What this exercise asks:
- A) In the passage on predictor performance, what radius shell around the C-α is used to describe the structural environment of the mutation?
- B) Continue the passage on predictor performance from its final sentence.

Performance of the method
In the last decades machine learning approaches have been successfully used to
address several biological problems and develop new prediction methods. We modified
a previously developed predictor introducing new three-dimensional structure
information. In particular we use new features to describe the structural environment of
the mutation considering a radius shell of 6 Å around the C-α. To quantify the
improvement of the accuracy resulting from the use of 3D structure information, we
compare the performances of a structure-based method (SVM-3D) with a sequence-
based one (SVM-SEQ). In Tab. 1 different accuracy measures for both predictors are
reported. The structure-based method results in 3% better overall accuracy and 0.06
better correlation. Comparing the ROC curves (Fig. 1 A), SVM-3D results in 0.02 better
Area Under the Curve (AUC) with respect to SVM-SEQ. If 10% of wrong predictions are
accepted SVM-3D has 6% more true positive. The output returned by the SVM has been
used to calculate the Reliability Index (RI) and filter prediction. If predictions with RI>5
are selected the SVM-3D method results in 90% overall accuracy, 0.81 correlation
coefficient on 74% of the whole dataset (see Fig 1 B). Analyzing the predictions of SVM-
SEQ and SVM-3D methods we found that outputs agree in the 88% of the cases. On this
subset the overall accuracy is 86% and the correlation coefficient of the method is 0.73.

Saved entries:
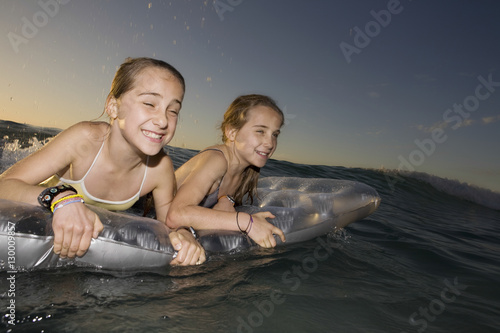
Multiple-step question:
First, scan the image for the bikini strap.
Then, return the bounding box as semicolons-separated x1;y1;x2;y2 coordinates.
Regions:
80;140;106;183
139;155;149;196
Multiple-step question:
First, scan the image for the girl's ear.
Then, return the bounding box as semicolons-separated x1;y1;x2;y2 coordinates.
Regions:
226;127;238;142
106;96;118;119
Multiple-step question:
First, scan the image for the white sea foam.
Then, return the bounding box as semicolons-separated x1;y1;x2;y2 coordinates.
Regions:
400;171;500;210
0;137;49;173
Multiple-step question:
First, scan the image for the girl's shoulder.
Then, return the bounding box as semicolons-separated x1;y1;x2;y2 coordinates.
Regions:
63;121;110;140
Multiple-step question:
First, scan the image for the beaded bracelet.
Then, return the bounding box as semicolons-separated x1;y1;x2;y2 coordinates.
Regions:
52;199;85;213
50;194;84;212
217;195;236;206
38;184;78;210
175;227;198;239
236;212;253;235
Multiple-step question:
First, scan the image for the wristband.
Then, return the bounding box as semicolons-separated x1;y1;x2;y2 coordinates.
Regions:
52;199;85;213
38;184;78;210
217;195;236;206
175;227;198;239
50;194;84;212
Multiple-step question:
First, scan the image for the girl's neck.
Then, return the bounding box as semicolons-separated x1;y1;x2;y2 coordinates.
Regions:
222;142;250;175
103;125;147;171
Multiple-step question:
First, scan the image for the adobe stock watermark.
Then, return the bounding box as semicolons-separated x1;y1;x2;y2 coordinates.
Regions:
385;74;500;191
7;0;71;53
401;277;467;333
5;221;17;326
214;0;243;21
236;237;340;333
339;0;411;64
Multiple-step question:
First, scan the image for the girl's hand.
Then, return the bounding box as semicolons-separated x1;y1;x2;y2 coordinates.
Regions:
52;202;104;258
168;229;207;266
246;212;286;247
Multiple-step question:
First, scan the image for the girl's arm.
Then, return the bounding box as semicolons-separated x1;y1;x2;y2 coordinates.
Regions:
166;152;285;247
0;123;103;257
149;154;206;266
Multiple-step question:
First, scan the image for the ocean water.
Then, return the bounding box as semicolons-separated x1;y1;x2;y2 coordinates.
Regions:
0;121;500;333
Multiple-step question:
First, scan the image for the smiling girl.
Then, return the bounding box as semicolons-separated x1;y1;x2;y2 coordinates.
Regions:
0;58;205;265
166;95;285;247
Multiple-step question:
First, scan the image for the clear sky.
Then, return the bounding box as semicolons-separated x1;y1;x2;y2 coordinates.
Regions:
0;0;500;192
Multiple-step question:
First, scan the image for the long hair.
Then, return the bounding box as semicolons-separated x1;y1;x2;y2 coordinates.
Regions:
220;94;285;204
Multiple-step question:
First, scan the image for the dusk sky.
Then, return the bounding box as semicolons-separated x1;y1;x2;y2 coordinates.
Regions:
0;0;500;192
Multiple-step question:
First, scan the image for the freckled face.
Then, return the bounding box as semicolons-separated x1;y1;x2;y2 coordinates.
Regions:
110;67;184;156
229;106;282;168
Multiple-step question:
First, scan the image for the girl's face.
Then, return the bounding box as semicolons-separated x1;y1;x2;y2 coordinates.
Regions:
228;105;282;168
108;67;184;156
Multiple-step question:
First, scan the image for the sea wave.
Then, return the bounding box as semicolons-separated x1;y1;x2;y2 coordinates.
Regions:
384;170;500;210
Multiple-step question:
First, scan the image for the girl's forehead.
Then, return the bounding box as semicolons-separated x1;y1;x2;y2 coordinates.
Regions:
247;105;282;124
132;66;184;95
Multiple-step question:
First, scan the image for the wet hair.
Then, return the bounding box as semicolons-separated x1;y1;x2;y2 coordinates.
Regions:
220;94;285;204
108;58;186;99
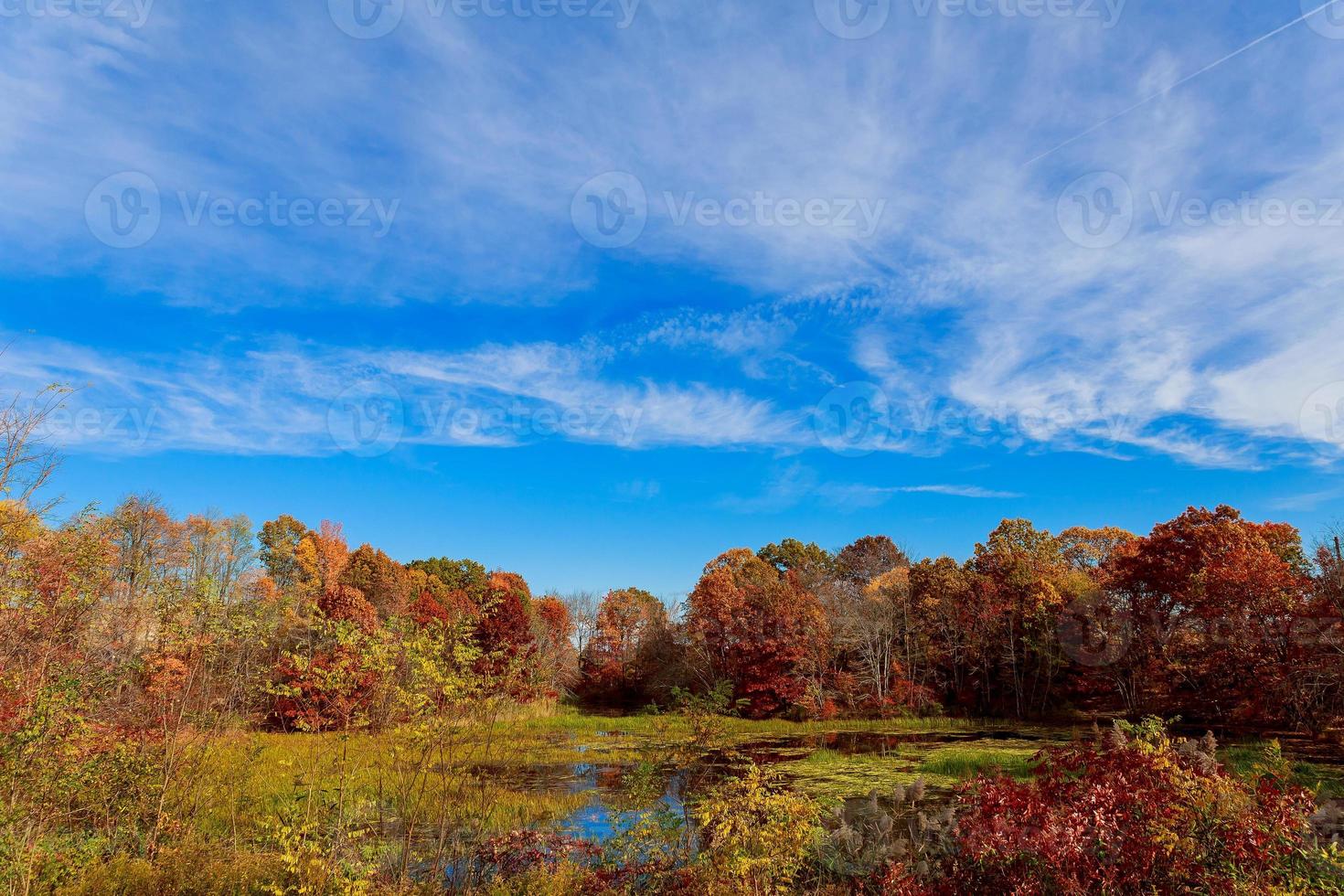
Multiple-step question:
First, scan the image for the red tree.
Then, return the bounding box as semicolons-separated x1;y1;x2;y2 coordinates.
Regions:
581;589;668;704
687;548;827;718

Answers for the tasks:
- A) A radius shell of 6 Å.

- B)
For the remaining 12% of the predictions, SVM-SEQ method results in a very poor
overall accuracy and correlation respectively 37% and -0.25. SVM-3D performs slightly
better than a random predictor resulting in 63% overall accuracy and a 0.25 correlation
(see Tab 2).

Structure environment analysis
Protein three-dimensional structural information is an important feature to predict the
effect of SAPs. The analysis of the protein structure provides information about the
environment of the mutation. In fact, the effect of the mutation depends on the position of
the mutated residue, if it is buried in the hydrophobic core or exposed on the surface of
the protein. In Fig. 2 panel A the distributions of the relative solvent accessible area
(RSA) for disease-related and neutral variants are plotted. The two distributions have
mean RSA values of 20.6 and 35.7 respectively for disease-related and neutral variants
(see Fig 2 panel A). They are significantly different and the Kolmogorov-Smirnov test
returns a p-value of 2.8*10-71. We calculated the overall accuracy and correlation
coefficient of our method dividing the dataset in 10 bins according to RSA value of the
mutated residue. The SVM-3D method shows better performance in the prediction of
buried (RSA<20) and highly exposed (RSA>80) residues (see Fig 2 panel B).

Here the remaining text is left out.